> [Work to complete] Rewrite the records below with "packed snow" changed to "groomed snow" and everything else left as it is. Leave the pictures out of your answer.
□ □ □ □
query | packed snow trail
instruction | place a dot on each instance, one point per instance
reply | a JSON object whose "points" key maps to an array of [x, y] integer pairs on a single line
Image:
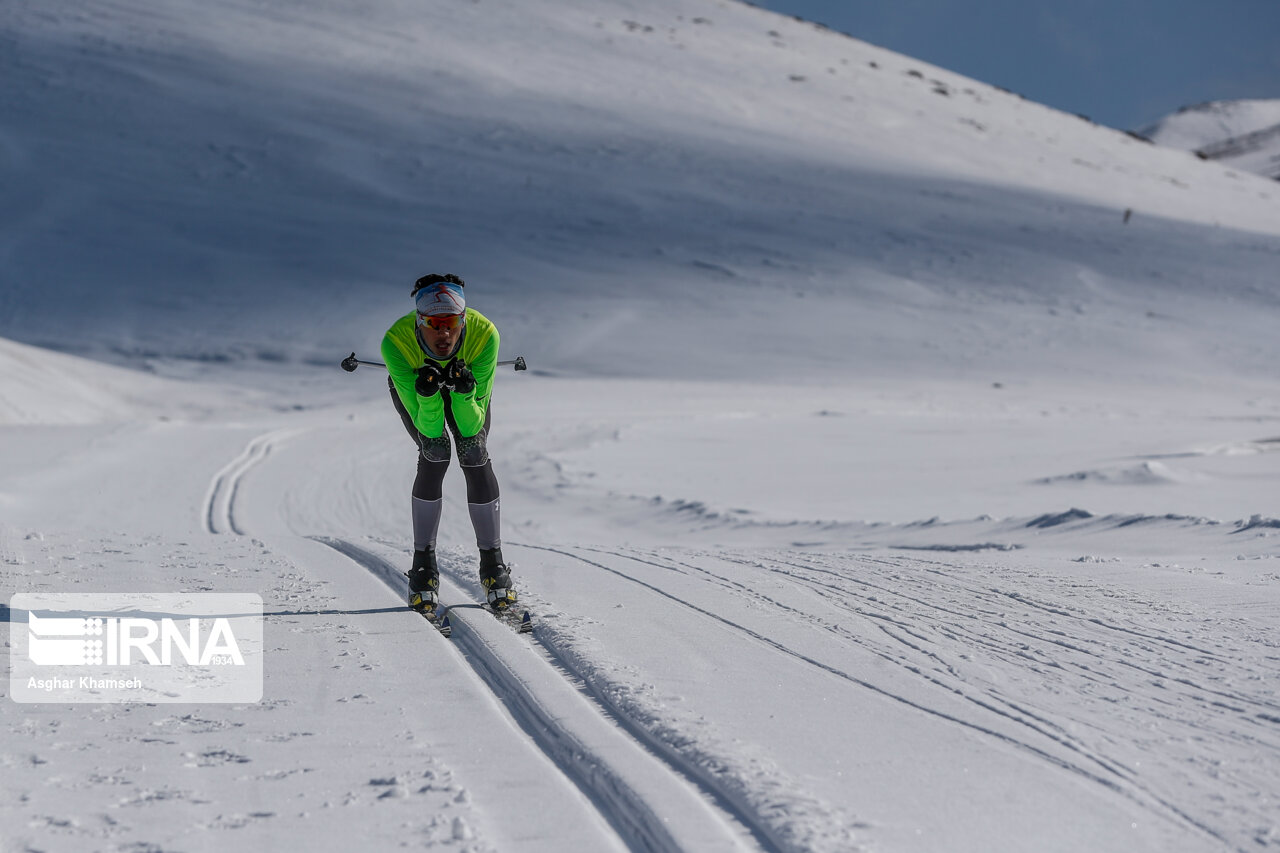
{"points": [[653, 808]]}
□ □ □ □
> [The output]
query | groomed snow trail
instruction | place a dot on each instance, one point per instance
reply | a JSON object whose "points" key maps to an array of [x, y] integer pairs on a single line
Image:
{"points": [[653, 808]]}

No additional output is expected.